• **TAREFAS A REALIZAR**:
a - No trecho sobre a monarquia e a caçada do rei, liste as qualidades atribuídas ao edifício monárquico do Estado.
b - Reproduza fielmente uma parte do trecho sobre a monarquia e a caçada do rei: comece nas palavras "O Rei João Carlos" e pare depois de "simples quanto isto.".

• **TRECHO DO TEXTO**:

··········

Sem sequer recorrermos às elaboradas teses velhas de séculos que consolidaram ou pelo contrário procuraram minar o poder real, parece-nos certo atalhar e colocar como padrão esta verdade insuspeita e indesmentível: o edifício monárquico do Estado é o mais justo, mais estável e aquele que propicia a melhor harmonia social.

 

O Rei João Carlos I cometeu um erro crasso, dando o gosto ao dedo no gatilho. Desde sempre a caça me pareceu uma coisa detestável e ainda criança, vivendo no paraíso cinegético que era Moçambique, sempre me recusei a esse tipo de "cretinismo escopeteiro". No caso em questão, um disparate imperdoável, uma indecência, mesmo que esta caçada tenha respeitado a legalidade e o excesso da população de elefantes na zona. O Rei não deve fazê-lo. É tão simples quanto isto.

··········

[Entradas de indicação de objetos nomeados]
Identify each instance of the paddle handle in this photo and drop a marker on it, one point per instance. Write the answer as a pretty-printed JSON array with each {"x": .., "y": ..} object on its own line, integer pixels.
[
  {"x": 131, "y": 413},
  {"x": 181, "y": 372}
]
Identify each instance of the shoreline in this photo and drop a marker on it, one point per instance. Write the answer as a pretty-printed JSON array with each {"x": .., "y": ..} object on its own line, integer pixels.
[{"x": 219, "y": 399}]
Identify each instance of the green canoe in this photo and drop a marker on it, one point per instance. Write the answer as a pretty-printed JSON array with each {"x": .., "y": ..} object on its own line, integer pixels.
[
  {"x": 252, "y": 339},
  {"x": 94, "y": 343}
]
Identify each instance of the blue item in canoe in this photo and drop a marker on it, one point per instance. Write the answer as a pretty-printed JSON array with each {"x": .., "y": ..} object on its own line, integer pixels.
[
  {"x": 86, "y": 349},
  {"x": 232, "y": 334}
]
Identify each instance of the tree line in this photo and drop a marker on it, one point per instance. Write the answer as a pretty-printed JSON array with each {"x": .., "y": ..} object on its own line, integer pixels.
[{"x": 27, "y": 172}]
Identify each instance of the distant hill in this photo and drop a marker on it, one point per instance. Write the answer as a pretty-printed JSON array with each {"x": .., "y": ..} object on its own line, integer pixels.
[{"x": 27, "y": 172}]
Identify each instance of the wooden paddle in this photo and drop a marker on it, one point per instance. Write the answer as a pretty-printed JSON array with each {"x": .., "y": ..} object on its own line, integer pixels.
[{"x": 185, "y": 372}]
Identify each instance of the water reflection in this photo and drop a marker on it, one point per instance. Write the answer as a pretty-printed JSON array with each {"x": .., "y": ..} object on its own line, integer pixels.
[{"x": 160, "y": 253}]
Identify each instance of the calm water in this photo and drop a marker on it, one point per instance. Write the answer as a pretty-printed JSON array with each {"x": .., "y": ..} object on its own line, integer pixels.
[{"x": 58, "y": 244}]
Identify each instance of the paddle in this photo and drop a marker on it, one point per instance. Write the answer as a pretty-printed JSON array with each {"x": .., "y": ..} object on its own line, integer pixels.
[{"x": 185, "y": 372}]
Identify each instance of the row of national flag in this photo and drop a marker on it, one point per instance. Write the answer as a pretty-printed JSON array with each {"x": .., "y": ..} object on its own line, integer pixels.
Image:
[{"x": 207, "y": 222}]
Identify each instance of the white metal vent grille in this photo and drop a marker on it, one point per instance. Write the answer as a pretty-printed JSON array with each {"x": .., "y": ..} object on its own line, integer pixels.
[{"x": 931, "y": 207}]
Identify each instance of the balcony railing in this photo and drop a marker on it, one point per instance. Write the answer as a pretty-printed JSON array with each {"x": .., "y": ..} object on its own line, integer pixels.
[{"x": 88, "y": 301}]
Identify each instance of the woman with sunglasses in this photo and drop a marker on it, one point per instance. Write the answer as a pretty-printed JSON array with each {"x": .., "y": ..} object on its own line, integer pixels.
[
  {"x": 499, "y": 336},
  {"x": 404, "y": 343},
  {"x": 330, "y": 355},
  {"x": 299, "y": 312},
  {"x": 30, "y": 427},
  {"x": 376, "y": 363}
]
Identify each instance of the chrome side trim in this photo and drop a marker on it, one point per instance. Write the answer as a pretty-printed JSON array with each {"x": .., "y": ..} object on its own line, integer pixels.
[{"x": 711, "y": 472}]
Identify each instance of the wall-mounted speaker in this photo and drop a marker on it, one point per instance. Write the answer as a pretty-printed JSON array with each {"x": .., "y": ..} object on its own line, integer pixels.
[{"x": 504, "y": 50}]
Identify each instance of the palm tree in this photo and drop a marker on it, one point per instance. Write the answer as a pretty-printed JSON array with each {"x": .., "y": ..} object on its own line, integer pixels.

··········

• **SOLUÇÕES DAS TAREFAS**:
a -
- o mais justo
- mais estável
- aquele que propicia a melhor harmonia social

b -
O Rei João Carlos I cometeu um erro crasso, dando o gosto ao dedo no gatilho. Desde sempre a caça me pareceu uma coisa detestável e ainda criança, vivendo no paraíso cinegético que era Moçambique, sempre me recusei a esse tipo de "cretinismo escopeteiro". No caso em questão, um disparate imperdoável, uma indecência, mesmo que esta caçada tenha respeitado a legalidade e o excesso da população de elefantes na zona. O Rei não deve fazê-lo. É tão simples quanto isto.